** Start DATA SECTION **

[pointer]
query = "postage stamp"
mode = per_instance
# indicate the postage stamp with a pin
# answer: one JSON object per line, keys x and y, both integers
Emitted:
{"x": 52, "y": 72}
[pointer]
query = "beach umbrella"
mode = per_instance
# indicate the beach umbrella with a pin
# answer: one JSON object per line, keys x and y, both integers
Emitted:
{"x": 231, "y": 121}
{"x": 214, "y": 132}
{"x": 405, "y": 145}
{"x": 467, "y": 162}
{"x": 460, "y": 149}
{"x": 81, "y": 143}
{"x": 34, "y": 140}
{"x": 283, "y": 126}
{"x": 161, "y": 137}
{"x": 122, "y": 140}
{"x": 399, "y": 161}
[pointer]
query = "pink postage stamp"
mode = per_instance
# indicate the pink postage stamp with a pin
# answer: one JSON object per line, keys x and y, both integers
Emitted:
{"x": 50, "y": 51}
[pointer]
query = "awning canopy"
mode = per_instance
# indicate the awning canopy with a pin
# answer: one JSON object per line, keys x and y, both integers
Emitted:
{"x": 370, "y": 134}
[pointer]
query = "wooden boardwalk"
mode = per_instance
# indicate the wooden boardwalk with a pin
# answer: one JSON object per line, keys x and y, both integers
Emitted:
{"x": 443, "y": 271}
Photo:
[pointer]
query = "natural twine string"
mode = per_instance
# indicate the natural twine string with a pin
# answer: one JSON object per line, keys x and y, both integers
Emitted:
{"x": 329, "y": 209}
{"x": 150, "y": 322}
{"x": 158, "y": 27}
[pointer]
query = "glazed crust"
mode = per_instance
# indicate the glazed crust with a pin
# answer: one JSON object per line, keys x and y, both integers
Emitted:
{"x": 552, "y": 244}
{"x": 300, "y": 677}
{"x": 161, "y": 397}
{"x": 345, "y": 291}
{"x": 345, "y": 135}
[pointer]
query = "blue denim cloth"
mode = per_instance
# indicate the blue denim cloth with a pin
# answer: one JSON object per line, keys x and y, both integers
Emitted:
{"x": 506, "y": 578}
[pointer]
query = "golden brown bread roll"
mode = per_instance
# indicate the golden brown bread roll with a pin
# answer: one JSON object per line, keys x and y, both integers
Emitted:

** End DATA SECTION **

• WHAT IS NEEDED: Print all of the entries exactly as they are written.

• RESPONSE:
[pointer]
query = "postage stamp"
mode = per_instance
# indicate the postage stamp with a pin
# answer: one JSON object per line, keys x and y, both integers
Emitted:
{"x": 52, "y": 72}
[pointer]
query = "beach umbrella"
mode = per_instance
# indicate the beach umbrella with a pin
# answer: one JSON object per line, keys x and y, both integers
Emitted:
{"x": 231, "y": 121}
{"x": 214, "y": 132}
{"x": 405, "y": 145}
{"x": 467, "y": 162}
{"x": 460, "y": 149}
{"x": 81, "y": 143}
{"x": 34, "y": 140}
{"x": 283, "y": 126}
{"x": 161, "y": 137}
{"x": 122, "y": 140}
{"x": 399, "y": 161}
[pointer]
query = "pink postage stamp"
mode = per_instance
# indicate the pink postage stamp with a pin
# answer: one JSON object per line, keys x and y, both integers
Emitted:
{"x": 50, "y": 51}
[pointer]
query = "awning canopy"
mode = per_instance
# indicate the awning canopy with a pin
# answer: one JSON object per line, keys x and y, both integers
Emitted:
{"x": 370, "y": 134}
[pointer]
query = "wooden boardwalk"
mode = per_instance
# indicate the wooden boardwalk with a pin
# answer: one JSON object per line, keys x and y, both integers
Emitted:
{"x": 443, "y": 271}
Photo:
[pointer]
query = "natural twine string"
mode = per_instance
# indicate the natural twine string with a pin
# answer: one JSON object per line, keys x and y, both integers
Emitted:
{"x": 329, "y": 209}
{"x": 150, "y": 322}
{"x": 158, "y": 27}
[pointer]
query = "glazed crust"
mode = per_instance
# indicate the glazed crust with a pin
# answer: one JSON object per line, keys x and y, both integers
Emitted:
{"x": 552, "y": 244}
{"x": 300, "y": 677}
{"x": 161, "y": 397}
{"x": 345, "y": 291}
{"x": 345, "y": 135}
[pointer]
query = "blue denim cloth"
mode = per_instance
# indicate the blue denim cloth with a pin
# answer: one JSON object per line, keys x and y, both integers
Emitted:
{"x": 506, "y": 578}
[pointer]
query = "golden brown bread roll"
mode = per_instance
# indicate the golden brown bread roll with a pin
# answer: one JSON object per line, keys x and y, both integers
Emitted:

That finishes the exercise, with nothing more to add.